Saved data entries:
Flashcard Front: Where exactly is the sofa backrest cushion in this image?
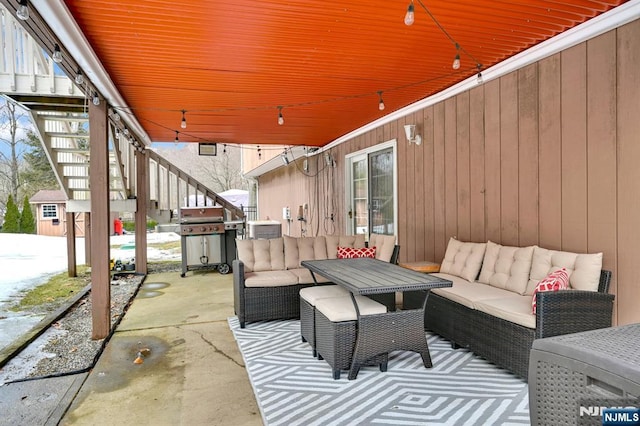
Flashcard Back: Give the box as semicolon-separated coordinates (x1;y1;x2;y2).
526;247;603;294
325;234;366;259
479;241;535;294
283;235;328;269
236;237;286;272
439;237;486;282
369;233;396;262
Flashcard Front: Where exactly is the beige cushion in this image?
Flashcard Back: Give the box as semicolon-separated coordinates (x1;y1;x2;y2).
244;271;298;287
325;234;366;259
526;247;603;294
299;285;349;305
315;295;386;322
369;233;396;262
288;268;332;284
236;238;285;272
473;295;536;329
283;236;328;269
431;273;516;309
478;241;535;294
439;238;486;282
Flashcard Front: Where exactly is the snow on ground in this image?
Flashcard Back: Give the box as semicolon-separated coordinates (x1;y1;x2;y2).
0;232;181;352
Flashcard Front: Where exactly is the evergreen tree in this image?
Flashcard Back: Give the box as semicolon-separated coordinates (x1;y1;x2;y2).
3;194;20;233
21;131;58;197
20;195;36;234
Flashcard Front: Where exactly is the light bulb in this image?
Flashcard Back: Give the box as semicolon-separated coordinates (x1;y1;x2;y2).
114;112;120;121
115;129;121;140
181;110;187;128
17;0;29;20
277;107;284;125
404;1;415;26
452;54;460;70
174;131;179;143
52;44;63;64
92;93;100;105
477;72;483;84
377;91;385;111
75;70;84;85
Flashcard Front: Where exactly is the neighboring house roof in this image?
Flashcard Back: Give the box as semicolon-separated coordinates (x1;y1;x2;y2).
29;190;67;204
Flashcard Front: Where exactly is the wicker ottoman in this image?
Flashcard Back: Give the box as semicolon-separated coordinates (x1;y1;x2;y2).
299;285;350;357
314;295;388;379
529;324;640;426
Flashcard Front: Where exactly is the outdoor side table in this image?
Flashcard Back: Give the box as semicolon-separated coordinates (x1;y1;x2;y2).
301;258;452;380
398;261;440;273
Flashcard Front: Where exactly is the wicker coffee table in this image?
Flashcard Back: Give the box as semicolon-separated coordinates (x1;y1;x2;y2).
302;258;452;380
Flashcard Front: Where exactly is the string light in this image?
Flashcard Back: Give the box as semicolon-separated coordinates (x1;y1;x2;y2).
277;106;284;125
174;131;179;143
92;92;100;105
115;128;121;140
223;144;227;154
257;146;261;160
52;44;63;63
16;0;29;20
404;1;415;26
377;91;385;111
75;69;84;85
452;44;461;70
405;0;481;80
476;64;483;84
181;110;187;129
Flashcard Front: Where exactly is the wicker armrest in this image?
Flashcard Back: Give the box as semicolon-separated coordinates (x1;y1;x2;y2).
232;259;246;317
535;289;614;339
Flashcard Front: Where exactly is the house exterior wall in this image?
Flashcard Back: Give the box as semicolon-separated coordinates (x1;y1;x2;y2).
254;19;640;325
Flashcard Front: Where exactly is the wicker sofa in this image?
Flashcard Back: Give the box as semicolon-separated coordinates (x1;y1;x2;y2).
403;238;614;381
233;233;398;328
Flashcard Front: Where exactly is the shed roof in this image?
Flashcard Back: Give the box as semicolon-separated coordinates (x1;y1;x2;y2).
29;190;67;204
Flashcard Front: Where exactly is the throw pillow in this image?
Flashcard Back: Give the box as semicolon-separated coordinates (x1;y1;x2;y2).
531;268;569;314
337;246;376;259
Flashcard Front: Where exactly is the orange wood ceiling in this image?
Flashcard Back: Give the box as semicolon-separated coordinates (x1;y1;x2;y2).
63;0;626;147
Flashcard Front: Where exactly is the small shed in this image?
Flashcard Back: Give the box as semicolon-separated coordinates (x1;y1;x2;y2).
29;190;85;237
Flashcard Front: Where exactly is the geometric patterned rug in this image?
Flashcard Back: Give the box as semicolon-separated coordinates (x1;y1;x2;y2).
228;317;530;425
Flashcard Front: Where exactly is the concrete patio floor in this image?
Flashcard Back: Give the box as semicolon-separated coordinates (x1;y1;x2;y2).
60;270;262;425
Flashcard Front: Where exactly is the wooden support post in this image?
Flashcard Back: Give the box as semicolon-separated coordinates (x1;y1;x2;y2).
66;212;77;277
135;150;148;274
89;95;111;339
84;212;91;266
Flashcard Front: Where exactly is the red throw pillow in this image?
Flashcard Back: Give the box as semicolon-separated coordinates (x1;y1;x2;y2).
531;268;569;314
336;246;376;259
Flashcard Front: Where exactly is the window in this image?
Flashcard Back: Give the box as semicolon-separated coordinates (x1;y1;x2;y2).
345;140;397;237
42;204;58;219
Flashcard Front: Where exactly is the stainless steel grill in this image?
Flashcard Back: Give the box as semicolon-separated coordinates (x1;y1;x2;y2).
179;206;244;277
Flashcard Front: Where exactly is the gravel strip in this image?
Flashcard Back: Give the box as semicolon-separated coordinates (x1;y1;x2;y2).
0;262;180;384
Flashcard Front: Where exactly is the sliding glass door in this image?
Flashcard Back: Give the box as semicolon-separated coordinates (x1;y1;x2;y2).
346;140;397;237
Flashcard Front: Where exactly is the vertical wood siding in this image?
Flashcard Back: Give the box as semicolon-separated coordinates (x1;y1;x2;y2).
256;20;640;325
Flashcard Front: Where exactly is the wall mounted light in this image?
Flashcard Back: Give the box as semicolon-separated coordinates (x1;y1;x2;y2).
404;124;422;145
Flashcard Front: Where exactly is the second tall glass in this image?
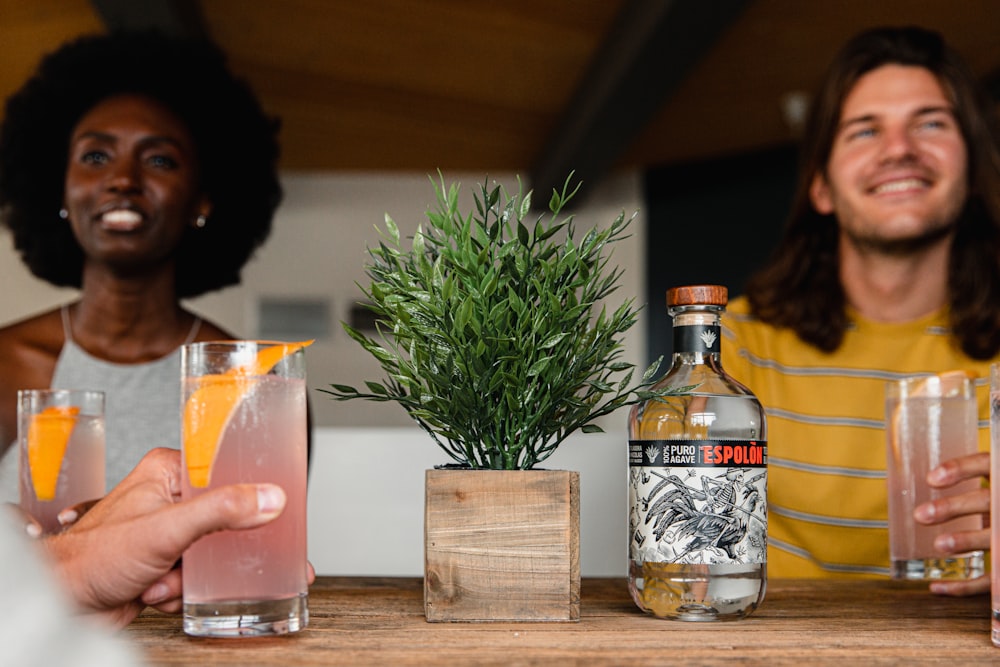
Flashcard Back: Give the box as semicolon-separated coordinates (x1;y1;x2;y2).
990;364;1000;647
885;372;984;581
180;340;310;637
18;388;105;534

...

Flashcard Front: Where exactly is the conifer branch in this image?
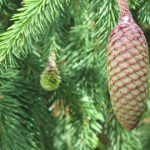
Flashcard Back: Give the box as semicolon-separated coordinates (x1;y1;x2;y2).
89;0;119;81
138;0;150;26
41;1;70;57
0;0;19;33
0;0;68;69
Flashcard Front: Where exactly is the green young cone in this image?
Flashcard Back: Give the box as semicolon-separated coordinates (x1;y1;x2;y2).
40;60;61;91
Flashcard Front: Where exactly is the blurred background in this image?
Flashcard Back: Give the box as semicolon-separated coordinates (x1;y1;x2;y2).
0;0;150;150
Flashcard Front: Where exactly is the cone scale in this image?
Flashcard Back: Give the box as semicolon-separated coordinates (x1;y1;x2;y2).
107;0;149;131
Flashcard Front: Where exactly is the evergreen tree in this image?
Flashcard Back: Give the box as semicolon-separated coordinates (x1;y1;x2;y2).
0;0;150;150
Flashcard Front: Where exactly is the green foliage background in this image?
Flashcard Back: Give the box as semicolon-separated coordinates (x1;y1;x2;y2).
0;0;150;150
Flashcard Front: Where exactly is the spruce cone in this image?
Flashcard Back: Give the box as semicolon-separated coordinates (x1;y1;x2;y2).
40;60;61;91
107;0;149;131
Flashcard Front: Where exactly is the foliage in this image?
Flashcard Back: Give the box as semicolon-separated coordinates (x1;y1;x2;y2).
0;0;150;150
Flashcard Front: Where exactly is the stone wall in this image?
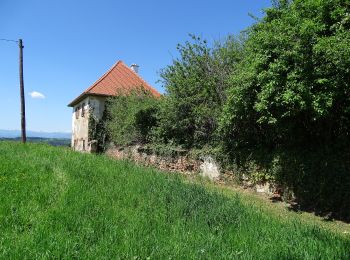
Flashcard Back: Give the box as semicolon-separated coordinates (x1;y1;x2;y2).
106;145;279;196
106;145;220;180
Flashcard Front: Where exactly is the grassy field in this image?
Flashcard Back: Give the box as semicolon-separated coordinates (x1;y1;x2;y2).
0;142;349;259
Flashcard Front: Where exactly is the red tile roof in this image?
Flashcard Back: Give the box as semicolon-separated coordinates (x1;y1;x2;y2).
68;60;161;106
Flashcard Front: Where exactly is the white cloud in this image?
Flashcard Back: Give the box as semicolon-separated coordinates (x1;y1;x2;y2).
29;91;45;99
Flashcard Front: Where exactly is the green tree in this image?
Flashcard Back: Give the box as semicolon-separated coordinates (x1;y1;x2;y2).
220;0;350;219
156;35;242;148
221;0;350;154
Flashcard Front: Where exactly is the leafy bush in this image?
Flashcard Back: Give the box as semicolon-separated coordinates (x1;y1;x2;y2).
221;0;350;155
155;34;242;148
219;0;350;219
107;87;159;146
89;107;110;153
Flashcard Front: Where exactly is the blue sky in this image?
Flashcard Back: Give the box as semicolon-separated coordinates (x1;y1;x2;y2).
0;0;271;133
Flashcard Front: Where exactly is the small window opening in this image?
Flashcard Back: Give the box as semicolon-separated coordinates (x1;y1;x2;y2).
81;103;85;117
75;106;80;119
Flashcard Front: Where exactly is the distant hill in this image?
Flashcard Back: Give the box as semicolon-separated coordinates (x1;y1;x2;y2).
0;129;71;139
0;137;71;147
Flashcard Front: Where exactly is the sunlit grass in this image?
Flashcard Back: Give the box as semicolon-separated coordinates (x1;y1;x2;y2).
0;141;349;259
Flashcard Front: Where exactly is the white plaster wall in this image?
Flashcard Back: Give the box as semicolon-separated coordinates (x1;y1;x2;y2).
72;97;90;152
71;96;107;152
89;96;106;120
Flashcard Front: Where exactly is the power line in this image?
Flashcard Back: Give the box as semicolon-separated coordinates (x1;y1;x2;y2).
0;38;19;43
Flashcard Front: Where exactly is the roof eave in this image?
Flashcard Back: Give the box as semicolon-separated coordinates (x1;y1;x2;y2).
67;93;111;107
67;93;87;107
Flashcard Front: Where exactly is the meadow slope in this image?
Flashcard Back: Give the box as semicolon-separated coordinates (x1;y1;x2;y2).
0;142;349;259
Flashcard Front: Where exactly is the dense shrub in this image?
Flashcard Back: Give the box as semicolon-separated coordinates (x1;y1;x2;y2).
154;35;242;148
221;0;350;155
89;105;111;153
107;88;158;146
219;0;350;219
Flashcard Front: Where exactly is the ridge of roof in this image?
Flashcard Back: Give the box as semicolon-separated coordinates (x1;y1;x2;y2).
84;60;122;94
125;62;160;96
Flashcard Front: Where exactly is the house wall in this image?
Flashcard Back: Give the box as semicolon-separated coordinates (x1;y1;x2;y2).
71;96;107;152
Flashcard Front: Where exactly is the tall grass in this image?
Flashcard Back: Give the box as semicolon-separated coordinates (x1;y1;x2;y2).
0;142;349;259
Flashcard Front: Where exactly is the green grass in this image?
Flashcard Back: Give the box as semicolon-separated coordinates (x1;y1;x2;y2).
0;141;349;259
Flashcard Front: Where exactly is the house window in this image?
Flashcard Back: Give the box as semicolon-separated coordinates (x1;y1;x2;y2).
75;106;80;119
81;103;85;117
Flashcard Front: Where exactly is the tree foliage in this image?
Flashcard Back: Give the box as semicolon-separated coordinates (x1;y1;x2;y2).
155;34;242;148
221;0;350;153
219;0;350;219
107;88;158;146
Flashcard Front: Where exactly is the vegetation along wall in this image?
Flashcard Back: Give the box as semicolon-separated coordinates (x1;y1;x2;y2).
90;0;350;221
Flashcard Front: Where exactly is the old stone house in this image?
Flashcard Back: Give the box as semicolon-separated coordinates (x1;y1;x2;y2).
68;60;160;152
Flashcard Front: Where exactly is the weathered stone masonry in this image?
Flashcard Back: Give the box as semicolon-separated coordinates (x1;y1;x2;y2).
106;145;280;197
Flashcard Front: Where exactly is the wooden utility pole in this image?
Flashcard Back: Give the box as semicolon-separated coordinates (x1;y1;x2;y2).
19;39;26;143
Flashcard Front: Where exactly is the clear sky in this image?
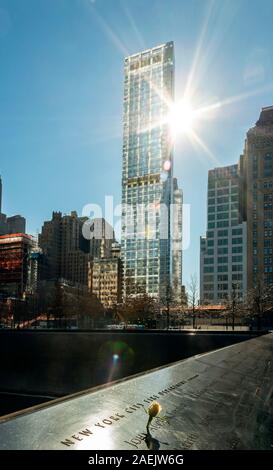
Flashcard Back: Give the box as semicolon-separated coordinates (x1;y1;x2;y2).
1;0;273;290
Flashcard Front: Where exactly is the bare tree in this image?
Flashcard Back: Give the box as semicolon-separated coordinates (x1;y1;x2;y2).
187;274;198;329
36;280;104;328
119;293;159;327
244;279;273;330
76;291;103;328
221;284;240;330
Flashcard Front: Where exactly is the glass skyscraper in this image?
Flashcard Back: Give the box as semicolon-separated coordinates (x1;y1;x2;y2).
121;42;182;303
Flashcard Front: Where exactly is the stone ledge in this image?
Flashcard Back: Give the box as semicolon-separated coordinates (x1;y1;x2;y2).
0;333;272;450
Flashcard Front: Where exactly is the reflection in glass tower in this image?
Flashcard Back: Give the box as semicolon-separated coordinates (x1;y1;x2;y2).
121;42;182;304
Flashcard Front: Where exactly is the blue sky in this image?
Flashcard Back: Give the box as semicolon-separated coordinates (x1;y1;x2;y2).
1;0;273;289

» **Try it**: Locate the word "table" in the records and collect each line it appears in.

» **Exercise solution**:
Flashcard Front: Where exactly is the outdoor side table in this image?
Flashcard Front: Where exactly is the wicker coffee table in this image?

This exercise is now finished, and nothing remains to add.